§ WORK INSTRUCTION
Each line from the line that includes "Identify a point for each instance of the white ceramic" through the end of the material below must be transcribed exactly, with no other lines.

§ STUDY MATERIAL
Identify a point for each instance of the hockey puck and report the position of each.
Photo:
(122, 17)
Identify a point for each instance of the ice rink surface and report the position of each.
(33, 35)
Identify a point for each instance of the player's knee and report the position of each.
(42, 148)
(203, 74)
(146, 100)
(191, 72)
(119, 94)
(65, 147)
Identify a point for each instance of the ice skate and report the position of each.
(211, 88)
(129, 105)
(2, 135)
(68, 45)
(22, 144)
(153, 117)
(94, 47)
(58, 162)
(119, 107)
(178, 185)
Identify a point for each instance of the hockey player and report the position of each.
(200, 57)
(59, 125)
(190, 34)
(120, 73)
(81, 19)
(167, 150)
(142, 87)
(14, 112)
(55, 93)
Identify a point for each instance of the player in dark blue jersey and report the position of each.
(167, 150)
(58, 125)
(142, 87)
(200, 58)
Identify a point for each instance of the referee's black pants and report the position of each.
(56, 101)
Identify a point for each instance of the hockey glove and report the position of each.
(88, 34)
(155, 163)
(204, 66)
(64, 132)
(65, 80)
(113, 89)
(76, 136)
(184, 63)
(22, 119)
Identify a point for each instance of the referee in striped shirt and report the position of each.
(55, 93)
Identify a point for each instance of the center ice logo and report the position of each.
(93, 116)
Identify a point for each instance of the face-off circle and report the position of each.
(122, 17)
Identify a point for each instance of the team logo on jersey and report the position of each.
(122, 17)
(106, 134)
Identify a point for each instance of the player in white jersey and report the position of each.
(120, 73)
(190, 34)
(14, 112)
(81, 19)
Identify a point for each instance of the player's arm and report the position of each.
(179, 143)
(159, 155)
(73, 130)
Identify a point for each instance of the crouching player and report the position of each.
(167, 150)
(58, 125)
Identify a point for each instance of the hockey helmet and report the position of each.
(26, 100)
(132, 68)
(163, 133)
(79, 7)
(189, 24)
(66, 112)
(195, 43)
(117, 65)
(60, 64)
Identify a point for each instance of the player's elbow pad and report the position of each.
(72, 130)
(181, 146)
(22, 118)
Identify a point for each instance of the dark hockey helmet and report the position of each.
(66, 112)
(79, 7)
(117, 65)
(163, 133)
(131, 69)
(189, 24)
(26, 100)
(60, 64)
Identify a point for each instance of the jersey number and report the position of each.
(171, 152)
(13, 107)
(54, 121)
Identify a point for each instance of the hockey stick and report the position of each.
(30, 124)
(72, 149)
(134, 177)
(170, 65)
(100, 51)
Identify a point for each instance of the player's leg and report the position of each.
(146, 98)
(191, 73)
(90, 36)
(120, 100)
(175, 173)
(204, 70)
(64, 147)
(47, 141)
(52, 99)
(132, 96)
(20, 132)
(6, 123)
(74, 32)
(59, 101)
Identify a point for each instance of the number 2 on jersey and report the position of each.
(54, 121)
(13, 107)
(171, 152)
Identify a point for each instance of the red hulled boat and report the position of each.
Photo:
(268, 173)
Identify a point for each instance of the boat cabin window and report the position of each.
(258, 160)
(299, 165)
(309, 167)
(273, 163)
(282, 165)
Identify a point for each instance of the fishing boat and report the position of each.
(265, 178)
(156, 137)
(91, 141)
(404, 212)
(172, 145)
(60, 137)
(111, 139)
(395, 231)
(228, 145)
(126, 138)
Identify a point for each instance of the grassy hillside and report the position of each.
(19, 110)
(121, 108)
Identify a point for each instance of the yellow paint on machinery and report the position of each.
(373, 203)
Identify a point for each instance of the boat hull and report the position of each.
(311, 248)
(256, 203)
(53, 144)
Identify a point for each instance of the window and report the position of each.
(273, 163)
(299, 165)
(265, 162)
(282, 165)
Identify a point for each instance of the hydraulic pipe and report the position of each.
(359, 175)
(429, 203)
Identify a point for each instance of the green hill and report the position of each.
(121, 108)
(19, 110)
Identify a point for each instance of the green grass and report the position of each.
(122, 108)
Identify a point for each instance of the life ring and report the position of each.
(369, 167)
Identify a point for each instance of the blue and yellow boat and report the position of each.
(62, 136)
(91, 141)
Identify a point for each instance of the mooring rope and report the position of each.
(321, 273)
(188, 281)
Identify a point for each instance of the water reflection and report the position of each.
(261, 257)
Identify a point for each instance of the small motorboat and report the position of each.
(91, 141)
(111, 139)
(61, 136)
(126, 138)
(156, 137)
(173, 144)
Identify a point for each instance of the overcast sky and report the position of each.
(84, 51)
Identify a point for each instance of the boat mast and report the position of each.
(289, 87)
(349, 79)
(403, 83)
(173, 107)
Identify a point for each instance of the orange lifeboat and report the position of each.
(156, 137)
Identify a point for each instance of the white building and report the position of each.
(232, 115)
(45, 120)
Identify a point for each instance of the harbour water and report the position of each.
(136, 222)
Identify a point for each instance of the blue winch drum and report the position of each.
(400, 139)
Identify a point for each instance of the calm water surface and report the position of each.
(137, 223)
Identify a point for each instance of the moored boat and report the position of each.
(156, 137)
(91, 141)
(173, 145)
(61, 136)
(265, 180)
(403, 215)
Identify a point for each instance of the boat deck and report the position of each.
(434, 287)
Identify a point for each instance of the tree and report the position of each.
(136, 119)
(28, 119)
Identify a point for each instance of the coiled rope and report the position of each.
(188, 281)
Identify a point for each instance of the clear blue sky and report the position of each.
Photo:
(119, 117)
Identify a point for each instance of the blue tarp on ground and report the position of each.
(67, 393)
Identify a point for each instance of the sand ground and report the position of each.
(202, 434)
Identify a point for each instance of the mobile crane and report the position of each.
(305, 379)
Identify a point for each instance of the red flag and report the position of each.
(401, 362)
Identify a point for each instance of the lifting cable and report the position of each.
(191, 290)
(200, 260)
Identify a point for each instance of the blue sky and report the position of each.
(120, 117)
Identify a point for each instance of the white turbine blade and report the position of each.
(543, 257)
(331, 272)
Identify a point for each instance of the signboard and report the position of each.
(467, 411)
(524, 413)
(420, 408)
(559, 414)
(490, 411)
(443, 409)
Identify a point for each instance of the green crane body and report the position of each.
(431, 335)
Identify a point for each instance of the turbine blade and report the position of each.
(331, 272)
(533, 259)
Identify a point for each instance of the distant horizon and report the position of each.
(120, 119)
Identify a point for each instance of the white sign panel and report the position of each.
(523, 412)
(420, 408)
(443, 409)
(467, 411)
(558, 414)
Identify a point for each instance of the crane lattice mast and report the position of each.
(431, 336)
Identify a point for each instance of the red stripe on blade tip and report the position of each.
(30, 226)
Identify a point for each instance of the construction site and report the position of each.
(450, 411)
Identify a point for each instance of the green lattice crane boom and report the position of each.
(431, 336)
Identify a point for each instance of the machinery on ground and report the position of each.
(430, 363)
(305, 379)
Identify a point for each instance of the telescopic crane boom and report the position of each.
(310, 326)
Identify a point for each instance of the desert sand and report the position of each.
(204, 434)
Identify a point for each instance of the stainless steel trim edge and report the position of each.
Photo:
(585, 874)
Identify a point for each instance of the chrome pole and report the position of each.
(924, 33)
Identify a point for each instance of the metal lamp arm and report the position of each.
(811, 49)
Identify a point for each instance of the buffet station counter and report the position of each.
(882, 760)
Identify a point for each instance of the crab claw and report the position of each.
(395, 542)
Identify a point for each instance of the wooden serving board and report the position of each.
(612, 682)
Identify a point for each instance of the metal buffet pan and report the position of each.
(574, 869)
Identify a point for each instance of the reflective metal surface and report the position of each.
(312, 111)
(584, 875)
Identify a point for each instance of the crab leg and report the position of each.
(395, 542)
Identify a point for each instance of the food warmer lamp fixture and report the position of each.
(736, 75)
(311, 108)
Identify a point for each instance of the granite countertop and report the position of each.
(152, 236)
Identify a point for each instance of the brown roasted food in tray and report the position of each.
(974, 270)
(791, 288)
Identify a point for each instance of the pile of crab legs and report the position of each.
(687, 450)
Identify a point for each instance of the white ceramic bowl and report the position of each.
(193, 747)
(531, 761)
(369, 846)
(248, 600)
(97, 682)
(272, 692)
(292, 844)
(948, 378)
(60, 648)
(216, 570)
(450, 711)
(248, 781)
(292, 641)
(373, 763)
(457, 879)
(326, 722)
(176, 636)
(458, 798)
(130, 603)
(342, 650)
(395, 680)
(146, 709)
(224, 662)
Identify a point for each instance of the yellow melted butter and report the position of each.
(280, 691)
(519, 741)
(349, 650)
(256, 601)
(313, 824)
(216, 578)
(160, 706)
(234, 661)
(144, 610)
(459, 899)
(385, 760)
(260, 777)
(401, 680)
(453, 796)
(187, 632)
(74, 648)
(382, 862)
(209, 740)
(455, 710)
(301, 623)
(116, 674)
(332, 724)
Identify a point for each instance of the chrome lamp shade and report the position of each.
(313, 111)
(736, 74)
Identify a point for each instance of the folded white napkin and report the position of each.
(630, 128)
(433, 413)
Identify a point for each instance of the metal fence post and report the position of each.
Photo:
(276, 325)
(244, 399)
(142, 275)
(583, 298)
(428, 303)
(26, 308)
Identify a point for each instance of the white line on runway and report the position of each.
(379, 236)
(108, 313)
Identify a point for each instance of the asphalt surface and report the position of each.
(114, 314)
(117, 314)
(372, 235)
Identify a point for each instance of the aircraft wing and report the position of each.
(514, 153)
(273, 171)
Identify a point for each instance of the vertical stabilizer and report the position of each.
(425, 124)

§ WRITTEN ANSWER
Identify a point for each instance of the white ceramic bowl and report the position of each.
(193, 747)
(531, 761)
(369, 846)
(248, 600)
(97, 682)
(272, 692)
(292, 844)
(948, 378)
(60, 648)
(216, 570)
(450, 711)
(248, 781)
(292, 641)
(373, 763)
(457, 879)
(326, 722)
(176, 636)
(458, 798)
(130, 603)
(342, 650)
(395, 680)
(146, 709)
(224, 662)
Identify a point for each instance of the yellow melted butter and report the position of each.
(280, 691)
(519, 741)
(349, 650)
(256, 601)
(313, 824)
(216, 578)
(160, 706)
(234, 661)
(144, 610)
(459, 899)
(385, 760)
(260, 777)
(401, 680)
(453, 796)
(187, 632)
(74, 648)
(382, 862)
(209, 740)
(455, 710)
(301, 623)
(116, 674)
(332, 724)
Identify a point for each instance of the chrome lamp shade and report the position of each.
(313, 111)
(736, 74)
Identify a point for each instance of the folded white napkin and report the position of each.
(630, 128)
(433, 413)
Identify a point for each instance of the metal fence post and report the position of each.
Photo:
(276, 325)
(244, 399)
(142, 275)
(583, 298)
(428, 303)
(26, 308)
Identify a point for each instance of the white line on runway and report the position of each.
(379, 236)
(108, 313)
Identify a point for each instance of the asphalt surface and report the position of each.
(114, 314)
(117, 314)
(372, 235)
Identify a point for each instance of the aircraft wing and report the position of each.
(514, 153)
(273, 171)
Identify a point for each instance of the vertical stabilizer and report the position of each.
(425, 124)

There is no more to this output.